§ GIVEN PROBLEM
Set down the material below in full, matching it exactly.

++++ INPUT DATA

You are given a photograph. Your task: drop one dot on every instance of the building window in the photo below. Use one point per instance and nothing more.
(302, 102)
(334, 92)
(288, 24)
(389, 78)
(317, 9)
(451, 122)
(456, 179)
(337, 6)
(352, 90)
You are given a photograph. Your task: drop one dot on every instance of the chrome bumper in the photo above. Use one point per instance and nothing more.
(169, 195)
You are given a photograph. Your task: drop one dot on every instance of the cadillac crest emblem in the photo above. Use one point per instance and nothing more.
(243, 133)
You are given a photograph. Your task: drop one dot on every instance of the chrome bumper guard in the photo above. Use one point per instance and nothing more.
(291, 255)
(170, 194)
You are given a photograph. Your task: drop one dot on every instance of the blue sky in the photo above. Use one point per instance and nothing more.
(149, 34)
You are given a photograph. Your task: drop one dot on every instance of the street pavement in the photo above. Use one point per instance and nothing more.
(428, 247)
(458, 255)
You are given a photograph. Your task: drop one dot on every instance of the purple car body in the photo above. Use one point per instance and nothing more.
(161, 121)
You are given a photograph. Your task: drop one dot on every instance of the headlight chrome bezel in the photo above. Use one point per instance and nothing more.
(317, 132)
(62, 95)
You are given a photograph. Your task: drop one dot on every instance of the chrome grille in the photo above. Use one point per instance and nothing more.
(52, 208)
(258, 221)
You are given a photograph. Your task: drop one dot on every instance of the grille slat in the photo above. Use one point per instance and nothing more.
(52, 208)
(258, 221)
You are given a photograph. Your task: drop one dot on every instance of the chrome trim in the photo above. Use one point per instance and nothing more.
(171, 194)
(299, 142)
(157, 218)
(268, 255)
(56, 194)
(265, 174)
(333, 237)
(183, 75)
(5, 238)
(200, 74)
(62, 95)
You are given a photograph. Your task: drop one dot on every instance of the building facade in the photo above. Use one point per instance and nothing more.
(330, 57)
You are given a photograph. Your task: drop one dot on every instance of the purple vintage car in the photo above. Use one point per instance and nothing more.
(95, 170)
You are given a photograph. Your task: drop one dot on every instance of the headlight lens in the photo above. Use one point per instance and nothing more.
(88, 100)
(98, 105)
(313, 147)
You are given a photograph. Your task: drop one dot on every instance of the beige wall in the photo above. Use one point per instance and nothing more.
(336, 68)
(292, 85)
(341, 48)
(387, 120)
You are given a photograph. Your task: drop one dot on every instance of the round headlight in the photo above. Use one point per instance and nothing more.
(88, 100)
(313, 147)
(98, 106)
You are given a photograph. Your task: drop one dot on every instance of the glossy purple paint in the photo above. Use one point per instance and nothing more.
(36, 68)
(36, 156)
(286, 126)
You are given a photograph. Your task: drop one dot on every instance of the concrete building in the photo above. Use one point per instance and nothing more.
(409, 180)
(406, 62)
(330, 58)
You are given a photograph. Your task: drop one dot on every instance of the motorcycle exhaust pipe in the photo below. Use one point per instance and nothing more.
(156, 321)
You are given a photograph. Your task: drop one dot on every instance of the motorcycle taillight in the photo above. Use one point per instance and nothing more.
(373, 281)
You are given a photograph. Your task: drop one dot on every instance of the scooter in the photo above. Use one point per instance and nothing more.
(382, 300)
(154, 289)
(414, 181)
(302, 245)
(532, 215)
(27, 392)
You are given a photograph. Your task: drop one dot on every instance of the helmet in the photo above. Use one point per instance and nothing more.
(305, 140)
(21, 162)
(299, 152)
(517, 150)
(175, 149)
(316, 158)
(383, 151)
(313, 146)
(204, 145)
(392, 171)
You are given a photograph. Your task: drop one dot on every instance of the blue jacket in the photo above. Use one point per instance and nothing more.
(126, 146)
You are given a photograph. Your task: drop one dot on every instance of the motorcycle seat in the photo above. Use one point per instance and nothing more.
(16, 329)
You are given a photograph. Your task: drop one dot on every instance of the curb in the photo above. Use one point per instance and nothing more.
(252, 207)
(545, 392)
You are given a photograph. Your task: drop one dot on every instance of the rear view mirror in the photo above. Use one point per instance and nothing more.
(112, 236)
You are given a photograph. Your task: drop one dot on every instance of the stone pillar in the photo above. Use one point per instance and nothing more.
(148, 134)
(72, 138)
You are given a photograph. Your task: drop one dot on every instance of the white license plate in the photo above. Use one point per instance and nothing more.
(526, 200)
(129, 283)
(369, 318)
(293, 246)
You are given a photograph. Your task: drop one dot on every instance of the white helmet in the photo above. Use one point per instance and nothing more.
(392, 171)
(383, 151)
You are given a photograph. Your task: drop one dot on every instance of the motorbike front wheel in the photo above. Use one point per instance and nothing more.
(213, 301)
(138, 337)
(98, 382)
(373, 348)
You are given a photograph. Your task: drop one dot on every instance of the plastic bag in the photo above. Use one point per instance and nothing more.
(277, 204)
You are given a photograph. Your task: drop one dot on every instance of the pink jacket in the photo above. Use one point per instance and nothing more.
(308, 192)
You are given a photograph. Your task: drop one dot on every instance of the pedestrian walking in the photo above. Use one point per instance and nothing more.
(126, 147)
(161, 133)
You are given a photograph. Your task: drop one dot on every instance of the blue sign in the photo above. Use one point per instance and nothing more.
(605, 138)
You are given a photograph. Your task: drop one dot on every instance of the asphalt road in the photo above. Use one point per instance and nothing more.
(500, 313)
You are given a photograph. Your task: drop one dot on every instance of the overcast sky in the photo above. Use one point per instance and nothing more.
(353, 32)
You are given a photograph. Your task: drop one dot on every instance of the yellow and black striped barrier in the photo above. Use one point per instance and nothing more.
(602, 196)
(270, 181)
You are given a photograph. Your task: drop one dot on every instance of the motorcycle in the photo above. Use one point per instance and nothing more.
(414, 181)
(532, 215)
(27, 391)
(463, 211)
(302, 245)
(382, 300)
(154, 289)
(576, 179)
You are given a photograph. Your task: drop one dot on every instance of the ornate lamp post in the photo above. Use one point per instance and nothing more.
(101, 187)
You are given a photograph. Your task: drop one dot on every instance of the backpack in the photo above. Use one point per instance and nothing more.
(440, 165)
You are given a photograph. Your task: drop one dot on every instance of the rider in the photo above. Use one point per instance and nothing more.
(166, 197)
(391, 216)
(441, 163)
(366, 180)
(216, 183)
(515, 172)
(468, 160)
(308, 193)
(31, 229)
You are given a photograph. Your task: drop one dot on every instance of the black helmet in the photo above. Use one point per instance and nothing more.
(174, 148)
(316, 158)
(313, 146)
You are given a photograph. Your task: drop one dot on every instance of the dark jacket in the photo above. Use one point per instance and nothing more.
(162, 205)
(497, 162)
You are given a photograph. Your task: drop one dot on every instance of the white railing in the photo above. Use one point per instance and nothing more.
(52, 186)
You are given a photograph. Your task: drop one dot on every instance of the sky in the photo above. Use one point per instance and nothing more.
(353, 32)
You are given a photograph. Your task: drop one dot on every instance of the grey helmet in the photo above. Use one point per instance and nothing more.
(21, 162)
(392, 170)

++++++++

§ RESPONSE TO THIS EXERCISE
You are given a photograph. Your task: drop one dot on every instance of the building window in the photo below. Use one point per instance and nothing more.
(302, 102)
(334, 92)
(288, 24)
(389, 78)
(317, 9)
(451, 122)
(456, 179)
(337, 6)
(352, 90)
You are given a photograph. Your task: drop one dot on every instance of the chrome bumper in the photo above. Use one point per instance and nothing more.
(169, 195)
You are given a photograph. Your task: drop one dot on every instance of the cadillac crest emblem in the photo above. Use one point per instance and nothing more.
(243, 133)
You are given a photograph. Your task: drop one dot on every instance of the chrome bumper guard in the photo above. Use one point per instance and nothing more.
(291, 255)
(170, 194)
You are given a photograph. Your task: drop one dot on every instance of the blue sky in the photo above. Use one point per instance and nothing more.
(149, 34)
You are given a photograph. Your task: drop one dot on every instance of the street pavement in the photo above. Use one point per instance and nothing more.
(428, 247)
(458, 255)
You are given a photograph. Your task: drop one dot on every instance of the purple car body in the photo above. Use one point per instance and nothing more.
(161, 121)
You are given a photograph. Your task: drop one dot on every instance of the headlight chrome bezel in the photo above. Use one point per instance and nothing more.
(317, 132)
(62, 95)
You are given a photograph. Your task: drop one dot on every instance of the chrome grille in the photo above. Use one point per instance and nothing more.
(52, 208)
(258, 221)
You are given a photograph. Your task: drop one dot on every instance of the grille slat in the photo above. Use one point per instance and nothing more.
(52, 208)
(258, 221)
You are given a photograph. Your task: drop one dot on every instance of the chrome trim in the photo above. Use one point per instance and nothing more.
(171, 194)
(299, 142)
(157, 218)
(268, 255)
(56, 194)
(265, 174)
(333, 237)
(183, 75)
(5, 238)
(200, 74)
(62, 95)
You are given a photograph. Your task: drop one dot on every instance of the building facade in the photo above. Use one point per instance and nothing more.
(330, 57)
You are given a photograph. Your task: drop one dot on every instance of the purple vintage car in the photo above. Use one point per instance and nothing more.
(95, 170)
You are given a photograph. Your task: drop one dot on every instance of the headlight lens in the photo above. Use one point per instance and nothing more.
(88, 100)
(98, 105)
(313, 147)
You are given a photograph. Your task: drop one dot on every instance of the beige wall in the photo above. Use one point per instance and nothing more.
(336, 68)
(292, 85)
(341, 48)
(387, 120)
You are given a photograph. Your task: drop one dot on every instance of the round headlight in the photo above. Use one point per instance and nothing more.
(88, 100)
(313, 147)
(98, 106)
You are given a photograph. Your task: drop one dot on every instance of the glossy purple paint in the photo above. Use one point per instance and nothing more.
(36, 68)
(36, 156)
(286, 126)
You are given a photograph. Your task: drop one dot on every instance of the concrete building in the photo above. Use one point per instance and nothing more.
(409, 180)
(406, 62)
(330, 58)
You are given a photograph. Your task: drop one dot on every instance of the motorcycle exhaust pipe in the photo below. Use one point per instance and nothing more.
(156, 321)
You are given a photograph. Your task: drop one dot on every instance of the motorcycle taillight in the photo above. Use one point per instance and nothing more.
(373, 281)
You are given a photograph. Your task: drop one dot on every instance of the scooter in the photo above. Use one point per instance and nothing more.
(382, 300)
(154, 289)
(414, 181)
(302, 245)
(532, 215)
(27, 392)
You are given a photograph. Your task: drop one dot on every instance of the helmet in the photo above. Use one point per instance and nothing more.
(305, 140)
(21, 162)
(299, 152)
(517, 150)
(175, 149)
(316, 158)
(383, 151)
(313, 146)
(204, 145)
(392, 171)
You are given a photograph. Your task: drop one dot on every instance of the blue jacket in the photo above. Use one point per instance and nothing more.
(126, 146)
You are given a photograph. Your task: drop one dot on every instance of the motorcycle seat in the photo above. Use one point per instance and nothing more.
(16, 329)
You are given a photograph. Your task: drop one dot on every instance of the curb in the photo above. Use one point per instance and nothing more.
(252, 207)
(545, 392)
You are given a photograph. Your task: drop one dot on every instance of the rear view mirror in the photo above. Use one point per instance and nothing more.
(112, 236)
You are given a photograph. Your task: drop one dot on every instance of the stone pillar in the photo above. Use one point per instance and nothing more.
(148, 134)
(72, 138)
You are given a photograph. Your task: drop one dot on every instance of the white license plate in the photo above. Use one point per instance and nothing more.
(526, 200)
(129, 283)
(369, 318)
(293, 246)
You are given a photograph. Your task: drop one dot on every instance of the white helmet in the photo above. Use one point per instance and nothing more.
(392, 171)
(383, 151)
You are given a photograph. Your task: drop one dot on every instance of the motorbike front wheel in the photo above. Use one point per instance and nothing more.
(213, 301)
(138, 337)
(98, 382)
(373, 348)
You are given a photograph. Your task: drop one dot on every instance of the plastic bag in the photo above. Use one point per instance and nothing more.
(277, 204)
You are given a photograph. Your task: drop one dot on every instance of the pink jacket in the photo above. Use one point per instance and nothing more.
(308, 192)
You are given a photograph. Your task: drop one dot on every instance of the pedestrian walking in the photo above. Use one point per instance and nothing more.
(126, 147)
(161, 133)
You are given a photograph. Your task: drop one dot on every instance of the blue sign in the photo above. Use one point per instance and nothing more.
(605, 138)
You are given a photograph. Your task: drop one dot on every instance of the asphalt road in the photo above. Use one point per instance and nothing more.
(500, 313)
You are given a photograph. Your task: drop one dot on every instance of the overcast sky in the photo above. Use one point per instance and nothing more.
(353, 32)
You are given a photograph. Your task: drop one dot on every instance of the yellow and black striped barrier in the photo above. Use one point per instance and nothing more.
(602, 196)
(270, 181)
You are given a photograph. Your task: drop one dot on every instance of the motorcycle in the photo above. Use one point per instance and nothing more.
(414, 181)
(532, 215)
(27, 391)
(463, 211)
(302, 245)
(382, 300)
(154, 289)
(576, 179)
You are given a photograph. Your task: drop one dot on every instance of the ornate lamp post in the photo above. Use one point per instance and nothing more.
(101, 187)
You are given a photograph. Your task: drop one dot on every instance of the backpack in the photo above. Use one point per instance and nothing more.
(440, 165)
You are given a photograph. Your task: drop one dot on every instance of the rider in the photo above. Use one point per instance and nothing more.
(166, 197)
(391, 216)
(441, 163)
(366, 180)
(216, 183)
(515, 172)
(468, 160)
(308, 193)
(31, 229)
You are given a photograph. Your task: drop one dot on every instance of the black helmet in the photo above. Use one point per instance and nothing more.
(174, 148)
(316, 158)
(313, 146)
You are given a photograph. Your task: drop one dot on every instance of the dark jacket in the photo above. Use one point per instance and nothing more.
(162, 205)
(497, 162)
You are given a photograph. Your task: drop one dot on every instance of the white railing in the photo above. Use one point per instance and nothing more.
(52, 186)
You are given a photograph. Your task: drop one dot on every instance of the sky in the photo above. Use one point per instance and nothing more.
(353, 32)
You are given a photograph. Your task: drop one dot on every instance of the grey helmet in the photo above. Use one point per instance and nothing more.
(21, 162)
(392, 170)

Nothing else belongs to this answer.